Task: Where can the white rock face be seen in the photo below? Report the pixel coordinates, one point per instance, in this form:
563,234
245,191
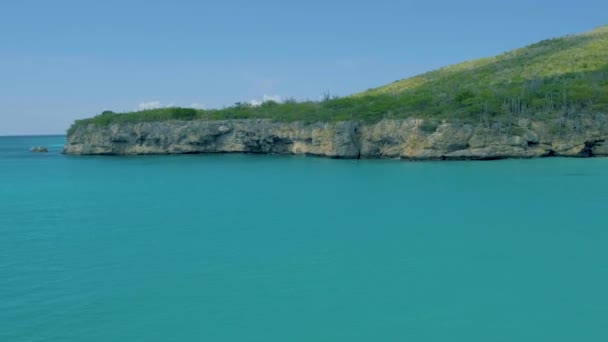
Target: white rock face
405,139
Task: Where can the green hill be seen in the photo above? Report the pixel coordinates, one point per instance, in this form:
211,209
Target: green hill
561,77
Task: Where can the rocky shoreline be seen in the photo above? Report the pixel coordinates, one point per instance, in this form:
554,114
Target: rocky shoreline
413,139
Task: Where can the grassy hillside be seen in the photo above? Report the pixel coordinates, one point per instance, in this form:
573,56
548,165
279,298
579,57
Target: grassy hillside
561,77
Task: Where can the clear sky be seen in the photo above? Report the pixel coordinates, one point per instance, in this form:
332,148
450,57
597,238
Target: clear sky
66,59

* **WHAT THE EXERCISE ASKS**:
A faithful copy of all the records is required, with the pictures left out.

* **YOUR RESPONSE**:
Task: Where can the white rock face be seen in the photo below? Report the pixel coordinates, one point per instance, in this form:
563,234
245,191
Target: white rock face
405,139
Task: Where can the green hill be seen in the photo above? Report the pixel coordinates, one point per instance, in this form:
211,209
Target: green hill
561,77
Task: Where can the rocky shoreline be seen in the photo above? Report the pixel coordinates, one point per instance, in this form:
554,114
Target: rocky shoreline
413,139
Task: Where can the grassy hillside be seen in the photo above? Report the pixel coordinates, one point per instance, in this form:
573,56
548,165
279,298
579,57
Target: grassy hillside
561,77
Task: Where can the clear sky be seen in the photo above? Report the pixel coordinates, one point per instance, in this form:
332,148
450,57
597,238
Target: clear sky
66,59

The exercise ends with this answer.